Suggested new actions: Import PDF File or Import PDF Text

It would be very helpful to have an ACTION Import PDF File or Import PDF text. Currently, we are using extensive PDF edits to prepare a PDF file to be imported in Excel and then import the excel file into Easy Morph. This process is very labor intensive.

Linking similar feature requests:

See also this topic: PDF as input in Easymorph

I posted this request in November 2022 and have not heard back on and planned commitments from Easymorph. Unfortunately for us, a partner that we communicate with sends us PDF reports and not Excel spreadsheets. They will not change their methods. Trying to prepare or read the file so we can process the data in Easymorpf is very difficult. You posted a tool that converts PDF to text but when I tried to contact the company, no one answered. Please consider adding some import of a PDF file to Easymorph. Let us know what your answer is. Thanks.

We're expanding our team to invest in a few new product features, including working with PDF. I don't have any ready hard deadlines for when support for PDF will improve, but it's on our roadmap.

Let's revive this topic in 3-4 months, I should have a more concrete timeline by then.

Hi,
Interesting.
Maybe a connector to an API able to extract table from PDF ?
Or maybe a connector to elasticsearch or opensearch ?

Regards

Any new information on this request? The solution listed, use a DOCTOTEXT converter program is not optimal since the majority of users do not have the app or are restricted from downloading it. It is preferable that an action Import PDF file would be preferable.

Task: Say whether each statement agrees with the forum thread about importing PDF files, answering yes or no and quoting the deciding words: (a) The request was first posted in November 2022. (b) The partner has agreed to start sending Excel spreadsheets. (c) A firm deadline for better PDF support was given.

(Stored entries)

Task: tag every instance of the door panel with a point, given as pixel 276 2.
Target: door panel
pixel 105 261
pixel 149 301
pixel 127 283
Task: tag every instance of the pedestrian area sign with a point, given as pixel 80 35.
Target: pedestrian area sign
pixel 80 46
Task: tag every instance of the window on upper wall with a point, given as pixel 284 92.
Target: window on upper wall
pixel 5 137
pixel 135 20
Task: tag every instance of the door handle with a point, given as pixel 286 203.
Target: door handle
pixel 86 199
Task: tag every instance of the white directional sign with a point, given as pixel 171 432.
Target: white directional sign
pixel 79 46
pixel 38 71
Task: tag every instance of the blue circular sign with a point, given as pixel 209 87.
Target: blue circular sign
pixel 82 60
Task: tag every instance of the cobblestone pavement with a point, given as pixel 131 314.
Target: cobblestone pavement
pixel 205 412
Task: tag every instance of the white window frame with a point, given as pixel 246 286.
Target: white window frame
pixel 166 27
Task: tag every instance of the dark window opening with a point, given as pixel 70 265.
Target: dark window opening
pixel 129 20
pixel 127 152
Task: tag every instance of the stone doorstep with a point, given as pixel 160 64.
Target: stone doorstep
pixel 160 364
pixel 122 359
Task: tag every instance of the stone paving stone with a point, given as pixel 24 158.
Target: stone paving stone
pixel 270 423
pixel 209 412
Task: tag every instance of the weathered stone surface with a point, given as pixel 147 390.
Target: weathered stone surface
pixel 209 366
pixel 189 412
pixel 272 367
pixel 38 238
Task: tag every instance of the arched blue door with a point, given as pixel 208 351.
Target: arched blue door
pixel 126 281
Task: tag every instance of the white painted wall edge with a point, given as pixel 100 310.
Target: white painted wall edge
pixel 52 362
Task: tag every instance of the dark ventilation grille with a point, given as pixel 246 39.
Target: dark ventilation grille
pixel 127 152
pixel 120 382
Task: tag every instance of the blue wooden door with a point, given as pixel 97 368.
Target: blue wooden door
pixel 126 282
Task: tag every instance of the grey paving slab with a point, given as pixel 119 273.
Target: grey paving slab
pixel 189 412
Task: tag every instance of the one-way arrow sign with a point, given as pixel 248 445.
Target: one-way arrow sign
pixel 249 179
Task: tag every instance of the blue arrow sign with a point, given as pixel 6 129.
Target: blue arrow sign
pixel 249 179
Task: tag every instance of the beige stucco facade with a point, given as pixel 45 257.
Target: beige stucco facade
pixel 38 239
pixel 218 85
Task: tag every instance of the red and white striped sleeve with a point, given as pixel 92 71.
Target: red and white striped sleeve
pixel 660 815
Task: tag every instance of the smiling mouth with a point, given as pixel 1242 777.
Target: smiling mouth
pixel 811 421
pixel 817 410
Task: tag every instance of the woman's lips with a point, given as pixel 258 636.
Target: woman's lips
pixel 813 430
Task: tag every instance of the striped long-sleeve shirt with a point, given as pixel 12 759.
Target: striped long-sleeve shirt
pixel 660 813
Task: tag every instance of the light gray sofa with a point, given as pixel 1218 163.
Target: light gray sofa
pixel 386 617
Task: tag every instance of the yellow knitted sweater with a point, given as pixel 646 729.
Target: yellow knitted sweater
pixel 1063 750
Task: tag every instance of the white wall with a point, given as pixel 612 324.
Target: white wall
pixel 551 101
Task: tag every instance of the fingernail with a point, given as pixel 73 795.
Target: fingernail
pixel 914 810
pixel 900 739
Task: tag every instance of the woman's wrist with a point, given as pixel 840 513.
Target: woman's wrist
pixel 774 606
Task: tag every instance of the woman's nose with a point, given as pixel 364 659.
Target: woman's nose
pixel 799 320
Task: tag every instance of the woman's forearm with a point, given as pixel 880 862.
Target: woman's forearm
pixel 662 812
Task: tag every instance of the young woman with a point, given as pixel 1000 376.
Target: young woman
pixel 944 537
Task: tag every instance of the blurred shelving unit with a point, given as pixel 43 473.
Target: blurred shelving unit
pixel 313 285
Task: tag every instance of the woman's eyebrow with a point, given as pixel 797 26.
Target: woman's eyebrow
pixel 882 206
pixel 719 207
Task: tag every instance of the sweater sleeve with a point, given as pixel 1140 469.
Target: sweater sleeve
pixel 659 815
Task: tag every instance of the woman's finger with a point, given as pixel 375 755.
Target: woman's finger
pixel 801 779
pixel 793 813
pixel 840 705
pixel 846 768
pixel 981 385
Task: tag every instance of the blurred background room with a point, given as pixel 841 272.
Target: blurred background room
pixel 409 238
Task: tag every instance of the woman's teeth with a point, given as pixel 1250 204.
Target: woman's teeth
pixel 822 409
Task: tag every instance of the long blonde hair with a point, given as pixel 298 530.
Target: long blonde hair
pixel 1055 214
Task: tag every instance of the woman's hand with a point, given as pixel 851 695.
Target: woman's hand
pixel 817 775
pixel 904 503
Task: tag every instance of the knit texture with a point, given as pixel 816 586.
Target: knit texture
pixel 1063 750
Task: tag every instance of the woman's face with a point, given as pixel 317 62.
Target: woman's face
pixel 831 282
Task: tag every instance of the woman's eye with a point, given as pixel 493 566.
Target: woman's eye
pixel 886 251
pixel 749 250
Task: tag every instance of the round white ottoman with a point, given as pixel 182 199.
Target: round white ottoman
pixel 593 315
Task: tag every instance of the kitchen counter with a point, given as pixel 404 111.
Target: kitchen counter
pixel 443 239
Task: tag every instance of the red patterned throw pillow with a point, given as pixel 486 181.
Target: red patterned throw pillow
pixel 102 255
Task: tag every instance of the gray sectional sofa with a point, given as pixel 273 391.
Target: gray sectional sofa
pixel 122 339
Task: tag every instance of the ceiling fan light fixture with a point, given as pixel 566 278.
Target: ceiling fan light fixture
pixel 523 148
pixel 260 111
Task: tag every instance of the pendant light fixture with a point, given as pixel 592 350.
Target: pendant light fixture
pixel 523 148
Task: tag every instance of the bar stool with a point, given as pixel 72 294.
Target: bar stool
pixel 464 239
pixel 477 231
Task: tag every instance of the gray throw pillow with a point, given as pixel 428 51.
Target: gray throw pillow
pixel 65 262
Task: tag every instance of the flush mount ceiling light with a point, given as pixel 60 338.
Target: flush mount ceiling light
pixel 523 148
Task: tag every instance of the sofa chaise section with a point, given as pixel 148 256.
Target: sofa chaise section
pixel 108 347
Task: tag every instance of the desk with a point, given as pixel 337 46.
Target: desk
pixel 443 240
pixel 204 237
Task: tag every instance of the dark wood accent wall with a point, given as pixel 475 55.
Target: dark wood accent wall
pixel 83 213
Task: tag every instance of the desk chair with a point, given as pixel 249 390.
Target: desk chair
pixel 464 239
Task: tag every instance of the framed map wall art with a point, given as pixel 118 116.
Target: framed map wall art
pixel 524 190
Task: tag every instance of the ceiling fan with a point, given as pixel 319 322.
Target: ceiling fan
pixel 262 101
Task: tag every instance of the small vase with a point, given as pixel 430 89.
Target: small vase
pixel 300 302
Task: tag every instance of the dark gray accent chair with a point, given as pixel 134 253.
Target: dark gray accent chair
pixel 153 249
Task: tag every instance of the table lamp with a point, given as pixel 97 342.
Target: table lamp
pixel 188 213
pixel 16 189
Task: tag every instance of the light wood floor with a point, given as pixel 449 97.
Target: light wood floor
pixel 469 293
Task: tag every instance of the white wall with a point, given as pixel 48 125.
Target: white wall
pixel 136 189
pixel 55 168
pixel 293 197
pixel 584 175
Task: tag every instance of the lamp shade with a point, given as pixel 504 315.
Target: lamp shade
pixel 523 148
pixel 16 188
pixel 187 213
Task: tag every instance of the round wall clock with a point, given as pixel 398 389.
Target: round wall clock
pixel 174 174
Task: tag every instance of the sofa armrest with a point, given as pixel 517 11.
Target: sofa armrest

Solution below:
(a) Yes: "I posted this request in November 2022"
(b) No: "They will not change their methods."
(c) No: "I don't have any ready hard deadlines for when support for PDF will improve"